### What you have to do
Rewrite the entries below, replacing every occurrence of "aero helmet" with "time-trial helmet" and leaving everything else as it is.

### Dataset entries
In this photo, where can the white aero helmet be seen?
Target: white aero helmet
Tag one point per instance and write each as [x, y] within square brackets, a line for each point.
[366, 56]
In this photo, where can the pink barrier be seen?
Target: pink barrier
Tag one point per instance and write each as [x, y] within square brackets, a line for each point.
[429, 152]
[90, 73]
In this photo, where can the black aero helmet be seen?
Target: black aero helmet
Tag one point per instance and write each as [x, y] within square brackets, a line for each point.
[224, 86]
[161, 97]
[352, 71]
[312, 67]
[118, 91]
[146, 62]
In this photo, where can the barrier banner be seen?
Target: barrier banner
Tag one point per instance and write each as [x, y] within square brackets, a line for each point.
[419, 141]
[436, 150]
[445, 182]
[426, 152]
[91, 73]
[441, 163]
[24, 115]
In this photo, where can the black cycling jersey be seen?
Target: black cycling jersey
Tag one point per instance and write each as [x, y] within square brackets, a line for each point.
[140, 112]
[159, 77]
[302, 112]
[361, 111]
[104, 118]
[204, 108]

### Reply
In this photo, where can the white time-trial helmet be seen?
Target: white time-trial helmet
Tag one point per instance and write each as [x, y] within square brackets, a line for each point.
[366, 56]
In this photo, where can the pink barrier be seen?
Target: pink barrier
Tag one point per instance and write each as [x, y] within square brackets, a line for each point.
[429, 152]
[90, 73]
In this photo, where can the black time-trial helmet be seen?
Target: black time-trial helmet
Tag one point per instance and write each as [x, y] within square brackets, a line for each point.
[224, 86]
[161, 97]
[352, 71]
[312, 67]
[118, 91]
[146, 62]
In this photo, where can the barrier banner be seen?
Target: barrier banner
Tag one point per instance and write each as [x, y] within square brackets, a line for each point.
[419, 141]
[436, 150]
[445, 182]
[426, 152]
[91, 73]
[441, 163]
[24, 115]
In this photo, where can the black cycling jersey be seen?
Target: black cycling jersey
Tag one point per instance and write each as [x, y] within square brackets, a line for each point.
[140, 112]
[159, 77]
[302, 112]
[361, 111]
[104, 118]
[204, 108]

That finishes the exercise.